> EXTRACT:
━━━━━━━━━━━━━━━━━━━━
The District Attorney's office in Bonn, Germany, is considering a request to file charges against Jan Ullrich, Oscar Sevilla and Rudy Pevenage concerning fraud and pescription drug violations. State Attorney Monika Nostadt-Ziegenberg confirmed that her office had received a complaint on July 7 from Britta Bannenberg, a criminologist and professor at the University of Bielefeld.
The complaint is being investigated, and the attorneys expect to come to a conclusion in the next weeks, as to whether to pursue the case. Nostadt-Ziegenberg would not indicate how the investigation might end or what further steps might be taken.
In her complaint, Bannenberg said, "It must be assumed that Ullrich misled T-Mobile about the use of unallowed substances and that based on this error, the sponsor continued to pay him his salary and premiums."
Meanwhile former rival Lance Armstrong gave his thoughts on the case. "It's logical to advise Jan Ullrich to make a DNA test," he said. "That's the best way to clear his name." But, he notes, "I feel sorry for Jan. I really like him. I'm sure that he would have won this Tour."
━━━━━━━━━━━━━━━━━━━━
> EXTRACTED RECORDS:
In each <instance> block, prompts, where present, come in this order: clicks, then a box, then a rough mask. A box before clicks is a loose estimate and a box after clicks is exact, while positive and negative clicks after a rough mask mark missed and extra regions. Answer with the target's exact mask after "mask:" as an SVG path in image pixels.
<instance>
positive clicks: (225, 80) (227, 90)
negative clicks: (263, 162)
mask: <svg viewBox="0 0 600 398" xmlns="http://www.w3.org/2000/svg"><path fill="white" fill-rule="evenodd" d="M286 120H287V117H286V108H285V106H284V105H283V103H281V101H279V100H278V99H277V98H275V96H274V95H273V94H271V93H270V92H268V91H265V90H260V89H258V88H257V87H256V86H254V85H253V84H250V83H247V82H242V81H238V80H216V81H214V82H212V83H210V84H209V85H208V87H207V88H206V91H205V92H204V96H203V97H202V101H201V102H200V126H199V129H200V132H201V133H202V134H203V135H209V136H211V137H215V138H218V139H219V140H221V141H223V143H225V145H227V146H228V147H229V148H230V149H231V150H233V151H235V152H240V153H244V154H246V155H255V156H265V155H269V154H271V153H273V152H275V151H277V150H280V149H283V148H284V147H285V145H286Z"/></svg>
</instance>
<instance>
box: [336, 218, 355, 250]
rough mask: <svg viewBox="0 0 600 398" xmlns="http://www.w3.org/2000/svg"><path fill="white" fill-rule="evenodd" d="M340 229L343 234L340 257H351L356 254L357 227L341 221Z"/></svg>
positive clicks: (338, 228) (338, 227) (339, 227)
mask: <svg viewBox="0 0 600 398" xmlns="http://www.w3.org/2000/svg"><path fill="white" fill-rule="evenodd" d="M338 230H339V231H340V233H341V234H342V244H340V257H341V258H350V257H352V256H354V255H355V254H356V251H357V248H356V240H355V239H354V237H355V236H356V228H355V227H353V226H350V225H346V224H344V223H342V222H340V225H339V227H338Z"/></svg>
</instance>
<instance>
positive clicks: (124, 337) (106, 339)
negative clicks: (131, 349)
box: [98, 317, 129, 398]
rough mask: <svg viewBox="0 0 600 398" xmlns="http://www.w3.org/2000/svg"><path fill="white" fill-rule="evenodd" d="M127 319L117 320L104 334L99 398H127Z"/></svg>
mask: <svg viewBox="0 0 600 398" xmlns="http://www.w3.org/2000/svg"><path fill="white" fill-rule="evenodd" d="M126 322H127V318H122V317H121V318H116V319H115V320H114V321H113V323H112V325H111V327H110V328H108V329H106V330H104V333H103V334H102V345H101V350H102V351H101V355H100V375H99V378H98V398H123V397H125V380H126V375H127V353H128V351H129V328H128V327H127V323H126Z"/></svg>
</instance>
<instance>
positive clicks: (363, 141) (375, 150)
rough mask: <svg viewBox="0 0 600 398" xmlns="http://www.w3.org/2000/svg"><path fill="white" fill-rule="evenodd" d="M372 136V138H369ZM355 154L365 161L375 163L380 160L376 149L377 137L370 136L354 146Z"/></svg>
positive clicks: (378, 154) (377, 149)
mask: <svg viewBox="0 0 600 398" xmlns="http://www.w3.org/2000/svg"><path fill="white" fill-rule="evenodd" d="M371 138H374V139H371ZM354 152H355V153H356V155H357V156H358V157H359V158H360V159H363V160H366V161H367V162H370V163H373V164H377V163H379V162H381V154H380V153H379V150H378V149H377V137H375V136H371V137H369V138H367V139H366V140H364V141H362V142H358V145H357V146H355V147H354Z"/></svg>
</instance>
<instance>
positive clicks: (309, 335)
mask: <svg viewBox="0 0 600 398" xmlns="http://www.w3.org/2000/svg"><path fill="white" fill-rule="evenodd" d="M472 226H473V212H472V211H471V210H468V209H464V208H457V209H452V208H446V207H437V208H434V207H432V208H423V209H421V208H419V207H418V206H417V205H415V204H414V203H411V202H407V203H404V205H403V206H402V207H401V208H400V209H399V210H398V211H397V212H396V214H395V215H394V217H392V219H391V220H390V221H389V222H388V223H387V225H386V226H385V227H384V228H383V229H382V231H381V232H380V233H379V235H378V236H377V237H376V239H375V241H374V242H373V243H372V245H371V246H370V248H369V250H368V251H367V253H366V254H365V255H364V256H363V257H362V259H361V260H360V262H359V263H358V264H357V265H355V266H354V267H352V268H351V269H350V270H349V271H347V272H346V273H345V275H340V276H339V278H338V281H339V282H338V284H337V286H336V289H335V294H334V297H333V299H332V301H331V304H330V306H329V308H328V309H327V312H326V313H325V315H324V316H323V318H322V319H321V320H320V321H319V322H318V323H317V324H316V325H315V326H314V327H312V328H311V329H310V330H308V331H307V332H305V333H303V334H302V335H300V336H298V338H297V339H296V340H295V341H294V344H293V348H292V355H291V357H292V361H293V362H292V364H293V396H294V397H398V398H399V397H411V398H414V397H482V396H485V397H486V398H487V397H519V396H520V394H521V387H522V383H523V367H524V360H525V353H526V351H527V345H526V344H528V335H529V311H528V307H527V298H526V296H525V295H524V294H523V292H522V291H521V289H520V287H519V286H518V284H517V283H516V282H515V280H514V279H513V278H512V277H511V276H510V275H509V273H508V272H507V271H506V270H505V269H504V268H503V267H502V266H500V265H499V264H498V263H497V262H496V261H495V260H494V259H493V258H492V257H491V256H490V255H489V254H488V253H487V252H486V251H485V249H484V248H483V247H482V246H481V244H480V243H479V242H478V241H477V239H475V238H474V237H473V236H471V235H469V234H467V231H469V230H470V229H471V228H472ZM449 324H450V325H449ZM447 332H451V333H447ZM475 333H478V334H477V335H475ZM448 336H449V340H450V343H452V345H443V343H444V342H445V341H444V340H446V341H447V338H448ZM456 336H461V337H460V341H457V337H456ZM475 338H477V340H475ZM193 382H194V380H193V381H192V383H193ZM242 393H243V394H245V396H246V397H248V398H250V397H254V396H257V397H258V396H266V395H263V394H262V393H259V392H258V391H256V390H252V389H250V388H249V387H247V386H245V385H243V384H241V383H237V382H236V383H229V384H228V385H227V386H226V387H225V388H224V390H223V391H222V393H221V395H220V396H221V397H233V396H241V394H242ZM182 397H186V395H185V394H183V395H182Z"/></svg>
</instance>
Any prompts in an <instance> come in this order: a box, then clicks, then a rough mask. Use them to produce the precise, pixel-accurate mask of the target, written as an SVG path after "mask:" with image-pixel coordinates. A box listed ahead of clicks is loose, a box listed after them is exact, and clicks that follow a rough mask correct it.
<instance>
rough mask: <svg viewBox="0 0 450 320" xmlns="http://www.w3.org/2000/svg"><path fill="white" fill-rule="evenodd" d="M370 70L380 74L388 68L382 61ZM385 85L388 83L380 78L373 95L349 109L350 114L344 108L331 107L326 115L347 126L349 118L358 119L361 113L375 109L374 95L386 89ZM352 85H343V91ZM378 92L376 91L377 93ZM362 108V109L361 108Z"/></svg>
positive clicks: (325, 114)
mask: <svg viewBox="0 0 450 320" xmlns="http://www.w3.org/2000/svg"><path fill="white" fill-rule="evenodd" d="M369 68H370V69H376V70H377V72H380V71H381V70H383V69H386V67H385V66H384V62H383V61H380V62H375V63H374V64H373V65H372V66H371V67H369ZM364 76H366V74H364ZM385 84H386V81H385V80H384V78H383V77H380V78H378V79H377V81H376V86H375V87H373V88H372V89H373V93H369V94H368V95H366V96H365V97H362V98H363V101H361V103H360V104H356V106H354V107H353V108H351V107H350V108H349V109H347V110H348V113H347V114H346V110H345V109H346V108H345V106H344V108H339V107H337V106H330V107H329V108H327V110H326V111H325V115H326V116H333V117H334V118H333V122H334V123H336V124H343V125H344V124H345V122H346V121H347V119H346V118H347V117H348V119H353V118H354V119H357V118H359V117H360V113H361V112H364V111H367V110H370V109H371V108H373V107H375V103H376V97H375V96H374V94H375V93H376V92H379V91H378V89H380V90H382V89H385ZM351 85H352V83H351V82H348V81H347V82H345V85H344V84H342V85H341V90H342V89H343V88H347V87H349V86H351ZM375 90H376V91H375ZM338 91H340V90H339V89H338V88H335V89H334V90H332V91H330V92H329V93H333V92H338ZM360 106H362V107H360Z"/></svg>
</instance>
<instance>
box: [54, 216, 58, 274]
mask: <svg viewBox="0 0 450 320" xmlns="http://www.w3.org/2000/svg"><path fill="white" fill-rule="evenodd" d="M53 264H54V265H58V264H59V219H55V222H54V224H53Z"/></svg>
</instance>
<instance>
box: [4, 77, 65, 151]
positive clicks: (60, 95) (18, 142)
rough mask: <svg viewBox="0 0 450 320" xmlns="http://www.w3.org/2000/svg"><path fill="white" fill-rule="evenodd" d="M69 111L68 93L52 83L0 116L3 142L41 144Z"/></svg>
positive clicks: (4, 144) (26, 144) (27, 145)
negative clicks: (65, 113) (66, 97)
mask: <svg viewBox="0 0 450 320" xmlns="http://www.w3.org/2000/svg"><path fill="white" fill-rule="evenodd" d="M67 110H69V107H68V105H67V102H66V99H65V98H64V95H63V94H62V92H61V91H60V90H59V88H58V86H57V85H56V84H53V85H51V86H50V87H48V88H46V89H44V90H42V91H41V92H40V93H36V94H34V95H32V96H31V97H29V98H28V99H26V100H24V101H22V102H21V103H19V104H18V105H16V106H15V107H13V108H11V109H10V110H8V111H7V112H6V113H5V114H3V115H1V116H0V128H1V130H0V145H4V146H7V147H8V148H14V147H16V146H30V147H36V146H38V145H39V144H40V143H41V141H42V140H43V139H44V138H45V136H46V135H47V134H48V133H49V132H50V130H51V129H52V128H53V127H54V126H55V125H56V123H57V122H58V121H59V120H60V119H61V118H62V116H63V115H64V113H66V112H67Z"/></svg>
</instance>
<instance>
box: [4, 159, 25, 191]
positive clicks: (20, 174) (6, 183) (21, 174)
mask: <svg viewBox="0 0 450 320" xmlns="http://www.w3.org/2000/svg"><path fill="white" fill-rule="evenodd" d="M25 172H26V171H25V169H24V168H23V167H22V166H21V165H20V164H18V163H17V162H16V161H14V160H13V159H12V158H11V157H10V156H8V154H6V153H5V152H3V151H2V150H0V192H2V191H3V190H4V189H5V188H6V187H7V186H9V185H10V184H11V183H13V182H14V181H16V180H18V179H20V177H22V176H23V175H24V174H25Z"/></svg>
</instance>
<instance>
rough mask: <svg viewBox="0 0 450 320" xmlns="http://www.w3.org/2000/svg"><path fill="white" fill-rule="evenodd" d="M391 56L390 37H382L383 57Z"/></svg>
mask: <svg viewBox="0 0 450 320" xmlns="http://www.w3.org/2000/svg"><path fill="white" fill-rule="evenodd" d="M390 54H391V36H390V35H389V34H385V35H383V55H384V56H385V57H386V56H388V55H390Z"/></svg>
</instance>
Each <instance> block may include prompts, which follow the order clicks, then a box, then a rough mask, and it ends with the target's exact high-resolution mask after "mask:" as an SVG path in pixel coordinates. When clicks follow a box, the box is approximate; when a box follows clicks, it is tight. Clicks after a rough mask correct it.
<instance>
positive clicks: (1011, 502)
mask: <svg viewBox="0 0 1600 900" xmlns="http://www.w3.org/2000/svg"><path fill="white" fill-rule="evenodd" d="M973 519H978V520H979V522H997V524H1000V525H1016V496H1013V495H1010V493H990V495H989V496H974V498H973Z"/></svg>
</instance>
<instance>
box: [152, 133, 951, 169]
━━━━━━━━━━━━━━━━━━━━
> WORK REQUEST 1: In the article about the Jan Ullrich complaint, who filed the complaint with the Bonn office?
> WORK REQUEST 2: Write the next few paragraphs of the news article about the Jan Ullrich complaint, picking up after Lance Armstrong's comments.
The material was drawn from a different source than the article.

> EXPECTED OUTPUT 1: Britta Bannenberg, a criminologist and professor at the University of Bielefeld.

> EXPECTED OUTPUT 2:
In an interview at www.tagesspiegel.de, Armstrong stated that he has not spoken with either Ullrich or Basso, but said that he had telephoned Tour director Jean-Marie Leblanc on the Friday before the Tour started. "The suspensions really surprised me," he said. Leblanc "was surprised, too. I wished him luck and strength, because nobody wants this kind of a crisis.
"We have to continue the fight against doping. Every rider should be ready for unannounced tests 365 days a year, around the clock. Everybody who loves cycling should be ready to stand behind it now."